What you should do
According to the thread on measuring interrupt latency with cyclictest, what does the -m option do?

This thread has been locked.

If you have a related question, please click the "Ask a related question" button in the top right corner. The newly created question will be automatically linked to this question.

[FAQ] AM625: How to measure interrupt latency on multicore Sitara devices using cyclictest?

Part Number: AM625
Other Parts Discussed in Thread: AM3357, , AM6442

How can I measure interrupt latency on Sitara multicore devices such as AM625 and compare the results to single core devices such as AM3357?

  • Cyclictest (https://wiki.linuxfoundation.org/realtime/documentation/howto/tools/cyclictest/start ) is the typical real-time test tool to measure interrupt latency in Linux. OSADL ( https://www.osadl.org/Realtime-Preempt-Kernel.kernel-rt.0.html#externaltestingtool ) pages provide a lot of details and examples on how to run tests as well as they have an extensive farm of hardware with public details on the Linux kernel running and the resulting interrupt latencies. Most often the maximum or worst case latency is the more important metric than the average.

    cyclictest -l100000000 -m -Sp90 -i200 -h400 -q >output

    is the OSADL example or default parameters:

     -m means lock all memory allocations, in a realtime embedded system you do not want to have paging of memory out to disk

     -l100000000 is for 100M iterations. Most of the worst case outliers happen only for example once per 1M or once per an hour, so a long run is required (note this means >5h of realtime)

    - S is SMP or start one thread per core. It is often simplest to just start one per core rather than just measure on one core (-t1 -a2 would be an alternative to start one thread on core 2)

Recorded information
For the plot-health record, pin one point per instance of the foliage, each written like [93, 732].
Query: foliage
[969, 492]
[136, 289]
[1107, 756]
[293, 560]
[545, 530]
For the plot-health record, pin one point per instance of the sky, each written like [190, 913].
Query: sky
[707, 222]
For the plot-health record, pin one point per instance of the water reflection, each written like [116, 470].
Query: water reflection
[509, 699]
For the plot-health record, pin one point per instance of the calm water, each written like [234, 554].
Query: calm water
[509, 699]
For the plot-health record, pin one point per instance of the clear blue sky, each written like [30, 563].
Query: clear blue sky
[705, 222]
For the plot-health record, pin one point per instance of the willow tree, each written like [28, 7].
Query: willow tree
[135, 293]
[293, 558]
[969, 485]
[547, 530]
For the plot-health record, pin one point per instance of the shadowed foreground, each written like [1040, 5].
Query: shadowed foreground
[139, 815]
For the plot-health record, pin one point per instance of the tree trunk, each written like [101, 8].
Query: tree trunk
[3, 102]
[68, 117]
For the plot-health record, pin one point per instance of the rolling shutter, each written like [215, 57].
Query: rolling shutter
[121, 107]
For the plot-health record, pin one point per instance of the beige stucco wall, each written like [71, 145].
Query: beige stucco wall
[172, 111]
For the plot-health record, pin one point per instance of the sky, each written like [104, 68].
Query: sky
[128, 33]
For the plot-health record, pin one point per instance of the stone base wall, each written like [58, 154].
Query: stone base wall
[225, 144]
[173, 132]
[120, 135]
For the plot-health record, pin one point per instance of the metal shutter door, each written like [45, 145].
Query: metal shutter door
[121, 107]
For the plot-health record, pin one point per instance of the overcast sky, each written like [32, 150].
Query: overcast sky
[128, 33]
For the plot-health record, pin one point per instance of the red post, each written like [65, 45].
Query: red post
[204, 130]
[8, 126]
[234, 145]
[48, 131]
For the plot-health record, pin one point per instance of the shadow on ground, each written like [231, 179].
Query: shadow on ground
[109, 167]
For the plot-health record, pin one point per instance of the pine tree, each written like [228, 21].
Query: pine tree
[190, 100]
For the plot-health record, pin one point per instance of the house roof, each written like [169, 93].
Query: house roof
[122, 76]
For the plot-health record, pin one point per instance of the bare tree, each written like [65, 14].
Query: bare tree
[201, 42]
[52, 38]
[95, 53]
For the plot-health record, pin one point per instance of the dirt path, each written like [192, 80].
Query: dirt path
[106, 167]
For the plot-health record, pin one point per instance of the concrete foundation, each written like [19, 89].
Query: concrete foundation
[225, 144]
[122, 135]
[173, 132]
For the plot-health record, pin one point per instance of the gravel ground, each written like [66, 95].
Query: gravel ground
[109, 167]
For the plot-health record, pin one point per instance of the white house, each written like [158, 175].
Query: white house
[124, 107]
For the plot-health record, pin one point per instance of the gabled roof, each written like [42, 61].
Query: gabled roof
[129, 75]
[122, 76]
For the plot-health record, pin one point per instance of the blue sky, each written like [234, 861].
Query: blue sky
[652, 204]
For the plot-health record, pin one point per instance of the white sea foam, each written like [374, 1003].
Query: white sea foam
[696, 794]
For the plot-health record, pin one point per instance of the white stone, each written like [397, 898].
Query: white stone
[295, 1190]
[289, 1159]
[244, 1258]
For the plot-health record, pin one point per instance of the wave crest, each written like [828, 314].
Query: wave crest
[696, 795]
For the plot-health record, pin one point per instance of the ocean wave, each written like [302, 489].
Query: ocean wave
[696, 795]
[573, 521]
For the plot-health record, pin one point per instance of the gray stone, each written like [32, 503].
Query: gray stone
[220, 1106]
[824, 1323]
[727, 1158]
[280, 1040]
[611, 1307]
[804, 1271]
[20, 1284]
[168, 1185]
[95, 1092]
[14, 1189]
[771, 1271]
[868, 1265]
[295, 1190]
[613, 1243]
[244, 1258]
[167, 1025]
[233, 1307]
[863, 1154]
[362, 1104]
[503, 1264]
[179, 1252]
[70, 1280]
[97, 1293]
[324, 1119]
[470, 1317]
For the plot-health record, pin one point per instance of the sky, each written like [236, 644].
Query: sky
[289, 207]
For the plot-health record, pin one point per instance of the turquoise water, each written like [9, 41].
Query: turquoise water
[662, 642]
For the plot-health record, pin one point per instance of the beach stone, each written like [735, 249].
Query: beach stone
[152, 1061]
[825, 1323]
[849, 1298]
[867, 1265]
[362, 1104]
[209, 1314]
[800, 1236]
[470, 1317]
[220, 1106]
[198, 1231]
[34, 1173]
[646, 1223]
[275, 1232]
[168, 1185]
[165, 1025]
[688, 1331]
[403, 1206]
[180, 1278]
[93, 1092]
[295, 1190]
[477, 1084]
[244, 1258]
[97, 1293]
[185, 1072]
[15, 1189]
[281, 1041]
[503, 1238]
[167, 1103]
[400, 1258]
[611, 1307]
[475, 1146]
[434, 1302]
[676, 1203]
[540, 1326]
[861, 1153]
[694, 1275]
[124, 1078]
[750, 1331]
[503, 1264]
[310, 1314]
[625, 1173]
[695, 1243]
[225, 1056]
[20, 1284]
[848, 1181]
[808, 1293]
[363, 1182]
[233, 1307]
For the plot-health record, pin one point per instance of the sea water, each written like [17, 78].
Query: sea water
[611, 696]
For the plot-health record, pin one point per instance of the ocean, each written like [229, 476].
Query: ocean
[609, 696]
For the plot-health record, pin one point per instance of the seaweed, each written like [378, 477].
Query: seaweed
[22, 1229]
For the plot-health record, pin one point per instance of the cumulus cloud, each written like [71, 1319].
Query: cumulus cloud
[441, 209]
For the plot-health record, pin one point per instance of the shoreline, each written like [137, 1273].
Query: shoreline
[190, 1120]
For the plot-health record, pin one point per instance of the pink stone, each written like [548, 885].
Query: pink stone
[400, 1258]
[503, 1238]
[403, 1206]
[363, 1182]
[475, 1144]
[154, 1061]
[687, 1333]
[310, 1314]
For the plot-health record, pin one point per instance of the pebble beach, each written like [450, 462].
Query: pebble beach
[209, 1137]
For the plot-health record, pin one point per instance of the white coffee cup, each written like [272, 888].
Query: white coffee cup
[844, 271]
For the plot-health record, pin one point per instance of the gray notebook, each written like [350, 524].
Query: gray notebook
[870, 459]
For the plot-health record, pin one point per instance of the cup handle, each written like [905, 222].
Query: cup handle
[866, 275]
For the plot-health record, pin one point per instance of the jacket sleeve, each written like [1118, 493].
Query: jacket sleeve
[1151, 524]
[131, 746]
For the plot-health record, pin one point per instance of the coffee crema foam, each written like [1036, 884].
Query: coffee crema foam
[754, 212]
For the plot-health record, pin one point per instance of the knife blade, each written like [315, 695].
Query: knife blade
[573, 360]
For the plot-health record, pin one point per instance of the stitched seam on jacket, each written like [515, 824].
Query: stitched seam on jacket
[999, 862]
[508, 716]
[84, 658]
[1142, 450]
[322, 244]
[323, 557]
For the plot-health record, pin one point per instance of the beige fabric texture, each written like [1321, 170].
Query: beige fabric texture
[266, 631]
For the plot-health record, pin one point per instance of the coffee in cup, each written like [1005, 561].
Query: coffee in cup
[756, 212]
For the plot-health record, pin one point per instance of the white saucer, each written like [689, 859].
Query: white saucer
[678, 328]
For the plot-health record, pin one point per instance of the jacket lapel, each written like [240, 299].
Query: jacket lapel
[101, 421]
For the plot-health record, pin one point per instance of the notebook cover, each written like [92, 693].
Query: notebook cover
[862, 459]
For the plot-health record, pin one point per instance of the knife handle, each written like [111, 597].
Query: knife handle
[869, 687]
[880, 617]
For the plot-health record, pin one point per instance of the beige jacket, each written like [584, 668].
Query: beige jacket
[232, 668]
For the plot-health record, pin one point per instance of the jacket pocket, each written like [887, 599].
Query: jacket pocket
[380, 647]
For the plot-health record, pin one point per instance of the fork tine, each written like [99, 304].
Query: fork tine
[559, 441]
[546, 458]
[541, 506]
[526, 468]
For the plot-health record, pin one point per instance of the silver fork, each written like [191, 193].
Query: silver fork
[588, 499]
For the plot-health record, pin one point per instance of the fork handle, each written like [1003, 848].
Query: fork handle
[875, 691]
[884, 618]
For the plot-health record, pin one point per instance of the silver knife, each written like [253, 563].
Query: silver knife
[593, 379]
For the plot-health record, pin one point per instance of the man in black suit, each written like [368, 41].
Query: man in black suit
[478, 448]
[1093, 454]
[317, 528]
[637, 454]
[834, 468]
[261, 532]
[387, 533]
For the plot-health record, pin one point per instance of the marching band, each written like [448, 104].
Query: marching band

Solution below
It locks all memory allocations.